**Direction a**
According to the press release, which laboratory does Tom Battin head?

**Source**
-- -- --

Biodiversity 3 min

Why rivers matter for the global carbon cycle

PRESS RELEASE - In a new journal article, researchers from EPFL, INRAE and the Free University of Brussels review our current understanding of carbon fluxes in the world’s river networks. He demonstrates their central role in the global carbon cycle and argues for the creation of a global River Observation System.

Published on 19 January 2023

illustration Why rivers matter for the global carbon cycle
© INRAE - Bertrand NICOLAS

Until recently, our understanding of the global carbon cycle was largely limited to the world’s oceans and terrestrial ecosystems. Tom Battin, who heads EPFL’s River Ecosystems Laboratory (RIVER), has now shed new light on the key role that river networks play in our changing world. These findings are outlined in a review article commissioned by Nature.

Battin, a full professor at EPFL’s School of Architecture, Civil and Environmental Engineering (ENAC), persuaded a dozen experts in the field to contribute to the article. Amongst them, Ronny Lauerwald from INRAE and Pierre Regnier from the Faculty of Science of the Free University of Brussels. For the first time, their research combines the most recent data to demonstrate the critical importance of river ecosystems for global carbon fluxes — integrating land, atmosphere and the oceans.

Calculating carbon fluxes 

In their article, the authors highlight the role of the global river ecosystem metabolism. “River ecosystems have a much more complex metabolism than the human body,” explains Battin. “They produce both oxygen and CO2 through the combined effect of microbial respiration and plant photosynthesis. It’s important to fully appreciate the underlying mechanisms, so that we can evaluate and quantify the impact of the ecosystem metabolism on carbon fluxes.”

Pierre Regnier, a professor at Université Libre de Bruxelles (ULB) and one of the contributing authors, adds: “Understanding river ecosystem metabolism is an essential first step towards better measuring the carbon cycle, since this metabolism determines the exchange of oxygen and greenhouse gases with the air. Scientists already have recent aggregate estimates for lakes, coastal environments and the open oceans. Our research adds the missing piece to the puzzle, paving the way to a comprehensive, integrated, quantified picture of this key process for our ‘blue planet.’” The researchers arrived at their findings by compiling global data on river ecosystem respiration and plant photosynthesis.

-- -- --

**Direction b**
Please render the rows below as a numbered list, dropping any blank lines. Leave the pictures out of the answer.

-- -- --

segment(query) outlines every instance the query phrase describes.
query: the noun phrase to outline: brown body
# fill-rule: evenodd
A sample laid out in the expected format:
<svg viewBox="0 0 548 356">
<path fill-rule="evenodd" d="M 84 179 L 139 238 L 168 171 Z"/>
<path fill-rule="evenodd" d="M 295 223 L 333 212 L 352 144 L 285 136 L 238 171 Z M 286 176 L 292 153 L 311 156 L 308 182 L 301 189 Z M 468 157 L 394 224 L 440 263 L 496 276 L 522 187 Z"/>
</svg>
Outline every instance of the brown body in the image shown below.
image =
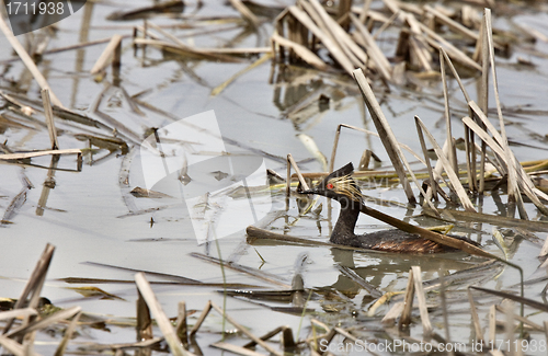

-- -- --

**Problem solution a**
EPFL's River Ecosystems Laboratory (RIVER).

**Problem solution b**
1. segment(query) outlines every instance the query phrase describes.
2. query: the noun phrase to outline: brown body
3. # fill-rule: evenodd
4. A sample laid out in the expected format:
5. <svg viewBox="0 0 548 356">
6. <path fill-rule="evenodd" d="M 84 179 L 139 238 L 168 171 Z"/>
7. <path fill-rule="evenodd" d="M 295 223 L 333 212 L 352 144 L 285 136 L 238 171 Z M 286 176 L 292 153 L 311 156 L 308 182 L 301 189 Z M 468 157 L 394 224 L 440 263 L 496 276 L 522 187 Z"/>
8. </svg>
9. Outline every instance of the brown body in the image shown below.
10. image =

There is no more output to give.